Problem - Could you write out every one of these lines again in full, shifting each coordinate in the results up by 31 while leaving all other numbers as they are? Leave the pictures out of your answer.

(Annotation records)

^^^^^^^^

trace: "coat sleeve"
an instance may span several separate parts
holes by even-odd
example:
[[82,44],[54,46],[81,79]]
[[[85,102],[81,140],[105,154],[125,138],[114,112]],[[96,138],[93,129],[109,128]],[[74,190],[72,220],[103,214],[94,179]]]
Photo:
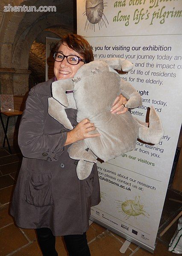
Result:
[[44,109],[38,94],[29,92],[18,132],[18,144],[25,157],[55,161],[65,150],[67,132],[44,135]]

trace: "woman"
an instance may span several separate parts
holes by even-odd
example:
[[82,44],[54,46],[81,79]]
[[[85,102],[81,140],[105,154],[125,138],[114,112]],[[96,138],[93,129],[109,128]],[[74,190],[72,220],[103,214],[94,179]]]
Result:
[[[43,255],[58,255],[55,236],[64,235],[70,256],[90,255],[86,231],[90,207],[100,202],[96,165],[89,177],[79,180],[77,161],[69,158],[69,145],[86,138],[96,129],[88,119],[79,124],[76,111],[66,110],[74,129],[65,129],[49,115],[51,83],[72,77],[85,63],[94,60],[91,47],[82,37],[64,36],[54,54],[55,77],[30,91],[19,128],[18,143],[24,156],[13,195],[11,213],[18,226],[35,229]],[[127,109],[122,95],[114,101],[112,113]],[[123,106],[121,106],[123,104]]]

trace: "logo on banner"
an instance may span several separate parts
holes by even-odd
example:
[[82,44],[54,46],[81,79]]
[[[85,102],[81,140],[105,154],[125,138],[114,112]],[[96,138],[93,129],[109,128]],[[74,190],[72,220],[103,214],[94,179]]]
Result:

^^^^^^^^

Expected output -
trace: "coat sleeve"
an instance may span several separate parts
holes by even-odd
example:
[[82,44],[54,46],[81,79]]
[[[85,102],[81,140],[105,154],[125,138],[114,112]],[[96,138],[93,129],[109,128]],[[74,190],[72,220],[103,214],[94,179]]]
Photo:
Result:
[[75,140],[69,125],[60,123],[49,163],[49,175],[56,188],[86,192],[96,181],[98,163],[75,166]]

trace: "woman"
an instance may span several separate parts
holes by even-odd
example:
[[82,44],[54,46],[81,79]]
[[[85,102],[81,140],[105,154],[125,138],[114,112]],[[96,138],[93,129],[109,128]],[[74,190],[72,220],[103,214],[94,179]]]
Result:
[[[74,286],[89,286],[86,267],[95,266],[101,287],[121,286],[117,262],[121,238],[131,233],[127,196],[120,208],[110,211],[108,192],[100,189],[100,176],[117,169],[127,160],[119,150],[110,155],[107,142],[97,141],[105,160],[96,160],[80,146],[82,114],[103,108],[116,94],[125,91],[122,78],[113,68],[95,67],[85,85],[86,108],[61,122],[50,159],[49,174],[55,187],[44,226],[42,244],[49,257],[66,260]],[[158,140],[153,126],[145,132],[143,144]],[[154,137],[152,137],[154,135]]]

trace: "logo on banner"
an instance may span several separate parts
holes by even-odd
example:
[[82,44],[54,46],[81,79]]
[[[85,102],[81,140],[105,154],[125,138],[114,112]],[[96,138],[93,129],[109,128]],[[74,190],[72,220],[103,214],[94,179]]]
Result:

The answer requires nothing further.